-- Start of Supplied material --

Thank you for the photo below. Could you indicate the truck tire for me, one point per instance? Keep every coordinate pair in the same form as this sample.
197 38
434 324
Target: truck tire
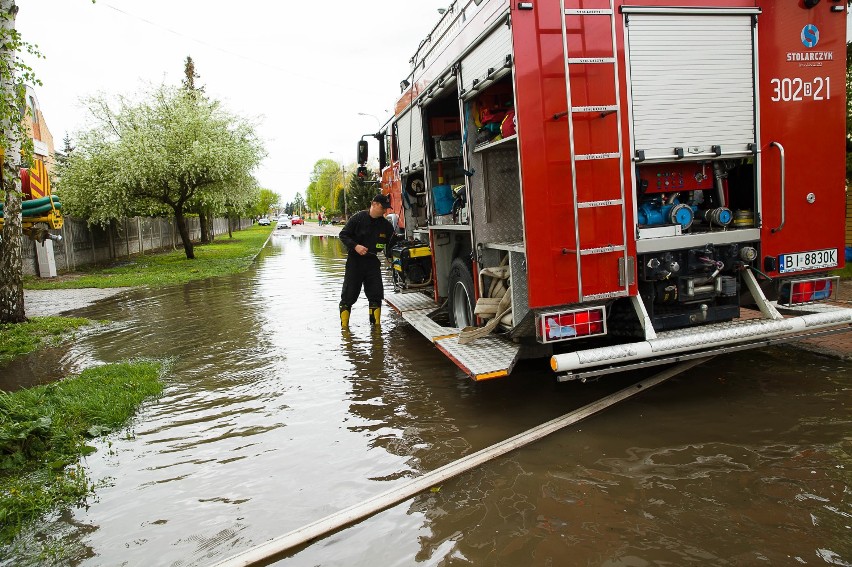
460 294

-- End of Supplied material --
-- Start of Supplied material --

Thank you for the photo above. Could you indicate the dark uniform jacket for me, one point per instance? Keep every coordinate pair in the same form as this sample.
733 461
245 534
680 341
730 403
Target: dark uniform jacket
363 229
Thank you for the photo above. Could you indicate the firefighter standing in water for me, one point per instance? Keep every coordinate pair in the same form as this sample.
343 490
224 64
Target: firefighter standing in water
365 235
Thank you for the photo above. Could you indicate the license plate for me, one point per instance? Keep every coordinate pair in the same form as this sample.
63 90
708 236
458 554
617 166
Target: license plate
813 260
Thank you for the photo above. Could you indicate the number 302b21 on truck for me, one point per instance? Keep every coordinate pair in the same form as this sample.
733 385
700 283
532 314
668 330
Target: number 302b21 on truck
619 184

-- End of Supplied material --
-- Start of Supplied material --

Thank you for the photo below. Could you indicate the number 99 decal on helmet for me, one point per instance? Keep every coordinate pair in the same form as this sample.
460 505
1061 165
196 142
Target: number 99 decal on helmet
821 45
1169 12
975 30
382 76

-- End of Supplied material --

Please pull out every line of the records above that contains the word "license", and copy each one unchanged.

Thank you for the photo above. Could you indicate the license plate for me, one point per instance? Keep every coordinate pair in the same form as this sample.
Target: license plate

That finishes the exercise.